### BRIEF
Using the entries below, output exactly the lines from the one containing "Spot the white door" through the final line, both included, and no others.

### INPUT DATA
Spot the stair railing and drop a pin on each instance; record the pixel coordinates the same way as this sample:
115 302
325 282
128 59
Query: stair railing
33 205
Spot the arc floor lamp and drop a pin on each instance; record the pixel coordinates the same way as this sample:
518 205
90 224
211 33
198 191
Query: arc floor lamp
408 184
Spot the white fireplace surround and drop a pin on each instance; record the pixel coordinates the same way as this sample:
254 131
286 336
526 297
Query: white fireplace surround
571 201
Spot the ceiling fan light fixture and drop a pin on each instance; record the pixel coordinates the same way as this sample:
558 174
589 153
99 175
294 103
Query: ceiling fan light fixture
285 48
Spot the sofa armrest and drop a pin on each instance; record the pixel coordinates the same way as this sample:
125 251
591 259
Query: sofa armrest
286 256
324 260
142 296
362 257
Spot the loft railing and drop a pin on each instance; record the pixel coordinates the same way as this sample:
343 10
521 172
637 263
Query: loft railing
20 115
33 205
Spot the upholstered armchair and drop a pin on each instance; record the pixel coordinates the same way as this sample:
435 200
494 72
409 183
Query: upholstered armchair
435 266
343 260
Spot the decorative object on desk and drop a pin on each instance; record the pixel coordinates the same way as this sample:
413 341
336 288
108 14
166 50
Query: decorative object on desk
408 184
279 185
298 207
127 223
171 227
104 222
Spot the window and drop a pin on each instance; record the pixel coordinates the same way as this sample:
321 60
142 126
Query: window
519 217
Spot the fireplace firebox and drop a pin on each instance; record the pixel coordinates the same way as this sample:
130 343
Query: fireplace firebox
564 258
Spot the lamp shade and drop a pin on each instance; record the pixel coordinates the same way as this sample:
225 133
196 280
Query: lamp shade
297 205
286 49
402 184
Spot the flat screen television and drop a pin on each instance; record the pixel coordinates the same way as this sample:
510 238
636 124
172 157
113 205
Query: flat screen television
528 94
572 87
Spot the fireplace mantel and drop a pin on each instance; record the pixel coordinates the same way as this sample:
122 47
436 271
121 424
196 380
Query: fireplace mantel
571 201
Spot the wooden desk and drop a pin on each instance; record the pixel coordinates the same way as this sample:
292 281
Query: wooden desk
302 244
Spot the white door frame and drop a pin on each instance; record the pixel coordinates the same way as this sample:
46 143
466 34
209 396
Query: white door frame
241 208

### TASK OUTPUT
Spot the white door frame and drop a pin on each instance; record the pixel coordinates the same way as this sample:
46 143
466 34
209 396
Query: white door frame
241 208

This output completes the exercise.